▸ **Exercise requirements**:
Print each entry in full, word for word, with no pictures in the result.

▸ **Data supplied**:
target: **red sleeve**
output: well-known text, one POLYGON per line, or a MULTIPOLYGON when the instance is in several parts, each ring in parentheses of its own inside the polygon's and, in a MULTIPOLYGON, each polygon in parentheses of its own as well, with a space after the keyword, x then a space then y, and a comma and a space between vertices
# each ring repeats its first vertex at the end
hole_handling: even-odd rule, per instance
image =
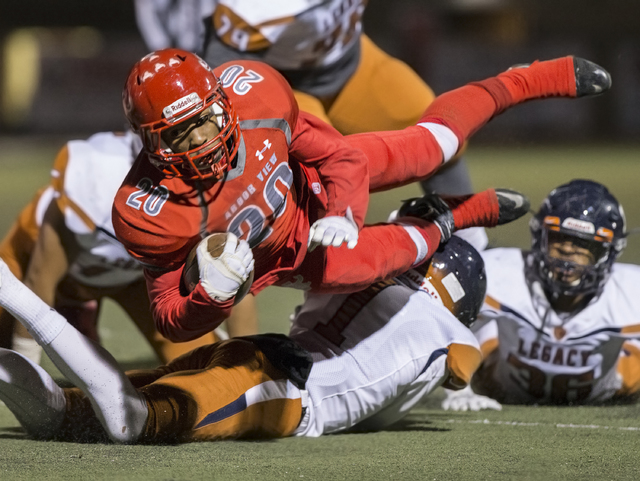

▸ **Completed exercise**:
target: **red sleeve**
output: well-known text, one POLYGON per line, or a MULTIPOLYGON when the instance is in several parts, each ring in parentheses of its own inside the polygon's and, in a MULTIPOLYGON, each polygon in parentheses of its own as well, with a space after the keyword, x then a space then y, and a comma and a space between vertices
# each ring repeats its first vertex at the end
hole_handling: even-odd rule, per instance
image =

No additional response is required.